### What you need to do:
Copy out each of the rows below word for word, leaving out the pictures.

### Records to use:
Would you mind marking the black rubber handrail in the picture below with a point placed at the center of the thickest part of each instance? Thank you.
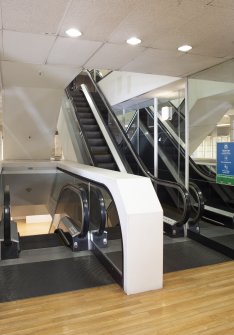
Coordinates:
(6, 216)
(175, 143)
(193, 188)
(81, 192)
(180, 188)
(199, 209)
(80, 128)
(103, 213)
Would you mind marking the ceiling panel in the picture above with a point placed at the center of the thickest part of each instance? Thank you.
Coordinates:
(71, 51)
(33, 16)
(26, 48)
(170, 63)
(97, 18)
(223, 4)
(113, 56)
(32, 75)
(150, 19)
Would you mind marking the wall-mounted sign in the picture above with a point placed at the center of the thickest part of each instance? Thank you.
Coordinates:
(225, 163)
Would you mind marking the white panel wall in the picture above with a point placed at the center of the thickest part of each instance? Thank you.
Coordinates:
(121, 86)
(65, 139)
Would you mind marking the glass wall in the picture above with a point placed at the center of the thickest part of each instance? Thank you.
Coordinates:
(211, 109)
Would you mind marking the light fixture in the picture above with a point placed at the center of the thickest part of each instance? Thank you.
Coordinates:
(133, 41)
(185, 48)
(73, 32)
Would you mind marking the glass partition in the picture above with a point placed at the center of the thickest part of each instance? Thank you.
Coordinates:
(211, 110)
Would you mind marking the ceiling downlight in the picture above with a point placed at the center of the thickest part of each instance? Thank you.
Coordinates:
(73, 32)
(185, 48)
(133, 41)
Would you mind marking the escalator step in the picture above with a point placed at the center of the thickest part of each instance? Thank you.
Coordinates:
(93, 134)
(87, 115)
(109, 166)
(86, 121)
(90, 127)
(100, 150)
(77, 94)
(83, 109)
(80, 102)
(107, 158)
(96, 142)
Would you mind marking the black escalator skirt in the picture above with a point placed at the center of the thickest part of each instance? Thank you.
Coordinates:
(95, 140)
(40, 241)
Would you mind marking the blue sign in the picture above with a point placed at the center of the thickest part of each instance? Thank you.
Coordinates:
(225, 162)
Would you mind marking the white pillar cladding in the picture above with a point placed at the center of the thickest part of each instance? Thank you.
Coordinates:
(231, 128)
(141, 220)
(155, 137)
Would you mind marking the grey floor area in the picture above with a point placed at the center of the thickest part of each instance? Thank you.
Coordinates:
(53, 270)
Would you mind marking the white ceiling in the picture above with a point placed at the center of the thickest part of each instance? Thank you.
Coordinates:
(33, 32)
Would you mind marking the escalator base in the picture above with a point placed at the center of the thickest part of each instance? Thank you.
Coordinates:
(214, 243)
(189, 254)
(23, 281)
(40, 241)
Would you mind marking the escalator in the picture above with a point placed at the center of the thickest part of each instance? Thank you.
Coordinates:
(219, 204)
(215, 226)
(59, 261)
(109, 147)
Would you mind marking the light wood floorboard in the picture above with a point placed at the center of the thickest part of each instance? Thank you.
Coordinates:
(196, 301)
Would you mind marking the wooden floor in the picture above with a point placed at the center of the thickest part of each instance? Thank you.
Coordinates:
(197, 301)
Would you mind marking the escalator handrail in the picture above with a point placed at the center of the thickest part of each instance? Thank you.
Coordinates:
(131, 122)
(80, 128)
(81, 192)
(198, 194)
(200, 202)
(6, 216)
(175, 143)
(103, 212)
(184, 193)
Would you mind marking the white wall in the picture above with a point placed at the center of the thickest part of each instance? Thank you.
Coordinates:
(32, 96)
(29, 122)
(121, 86)
(65, 139)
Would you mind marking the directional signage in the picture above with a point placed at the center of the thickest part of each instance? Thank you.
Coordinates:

### Correct answer:
Would you mind marking the black rubber handrail in the picture below with a point placed at the center of the thickest part of each instance? Thank you.
Coordinates:
(6, 216)
(175, 143)
(193, 188)
(81, 192)
(180, 188)
(199, 209)
(80, 128)
(103, 213)
Would you mind marking the ceiling panel in the picture above with a point placed at the center of the thickest part of each instance? Thank you.
Coordinates:
(71, 51)
(33, 16)
(26, 48)
(170, 63)
(97, 18)
(223, 4)
(113, 56)
(32, 75)
(150, 19)
Would you mind marking the wall-mounted sign in the picture above with a point placed at the center of the thickest part of each instance? Thank you.
Coordinates:
(225, 163)
Would you mind marking the white panel wall in the picture above with a point placed at the center of the thickest part of each instance? Thank you.
Coordinates:
(121, 86)
(65, 139)
Would you mind marking the glass wall in the picture above with a point placed at the center of the thickest part of each instance? Thank you.
Coordinates:
(211, 109)
Would you mind marking the light fixture in the picture above with a point placed at the center of the thickest part of each instance? Thank you.
Coordinates:
(133, 41)
(185, 48)
(73, 32)
Would you mind marking the glass partition in the picture above with a point placed at the center of the thickest part of each instance? Thank you.
Coordinates:
(211, 110)
Would you mind marking the ceiling downlight in the picture above with a point placed at the center of the thickest part of each instance? Thank you.
Coordinates:
(73, 32)
(185, 48)
(133, 41)
Would you mind marking the escalator step in the picture above with a point placed at the center of the thickest part of each instance? Thank you.
Coordinates:
(93, 134)
(87, 115)
(109, 166)
(86, 121)
(90, 127)
(100, 150)
(77, 94)
(83, 109)
(80, 102)
(107, 158)
(96, 142)
Would you mind marking the black escalator skirt in the picture above with a point placed at the center of the thickest part of each instance? Thank you.
Coordinates:
(95, 140)
(40, 241)
Would you mind marking the blue sign in the picture above with a point placed at the center of the thickest part of each instance? Thank you.
Coordinates:
(225, 162)
Would you mind marking the white pillar cladding in the picture above with a point placed at the center of the thickest part of each instance? Thank you.
Coordinates:
(231, 128)
(141, 220)
(155, 137)
Would you mind marking the grey floor area in the picture above with a point placed at the center of the thickest part of each instance? Thank you.
Coordinates:
(53, 270)
Would you mind marking the white ceiling in the picture above with a point placed at the center of the thickest part of each instance? Thank you.
Coordinates:
(33, 32)
Would you mind marking the escalator base in the picture above with a point placed at the center of the thickest part of each instance? Thank you.
Coordinates:
(214, 243)
(189, 254)
(23, 281)
(40, 241)
Would you mind marking the escalator in the picture above with a point placed at the center of the thickest part of each instance? Thank you.
Coordinates:
(219, 204)
(215, 226)
(59, 261)
(109, 147)
Would you mind marking the light wood floorboard in the picture above with a point placed at the center of the thickest part of each instance? Thank you.
Coordinates:
(196, 301)
Would you mind marking the wooden floor in the picture above with a point placed at the center of the thickest part of each instance? Thank you.
Coordinates:
(197, 301)
Would you mind marking the escalator handrail in the picture above with a point placed at the center of the thickest part of each instance? Thank you.
Coordinates:
(131, 122)
(80, 128)
(81, 192)
(198, 194)
(200, 202)
(6, 216)
(175, 143)
(103, 212)
(184, 193)
Would you mind marking the white wall in the picture above with a point placed at the center of the thickest part of each instance? Thank you.
Coordinates:
(32, 96)
(29, 122)
(121, 86)
(65, 139)
Would you mind marking the directional signage in the picture above with a point placed at the center of the thickest part of each instance? Thank you.
Coordinates:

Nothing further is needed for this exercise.